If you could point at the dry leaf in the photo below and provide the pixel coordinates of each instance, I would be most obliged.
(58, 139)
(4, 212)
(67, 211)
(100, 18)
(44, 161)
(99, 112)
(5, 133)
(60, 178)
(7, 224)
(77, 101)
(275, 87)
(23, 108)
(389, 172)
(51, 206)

::::::::

*What to produce*
Recast every line of the listing above as a Markdown table with two columns, Row and Listing line. Number the rows and leave out any blank lines.

*Output of the exercise*
| Row | Listing line |
|---|---|
| 1 | If you could point at the dry leaf in the photo below and provide the pixel coordinates of each instance, I would be most obliged. |
| 2 | (58, 139) |
| 3 | (4, 212) |
| 4 | (67, 211) |
| 5 | (100, 18) |
| 6 | (44, 161) |
| 7 | (99, 112) |
| 8 | (5, 133) |
| 9 | (60, 178) |
| 10 | (7, 224) |
| 11 | (77, 101) |
| 12 | (275, 87) |
| 13 | (23, 108) |
| 14 | (389, 172) |
| 15 | (51, 206) |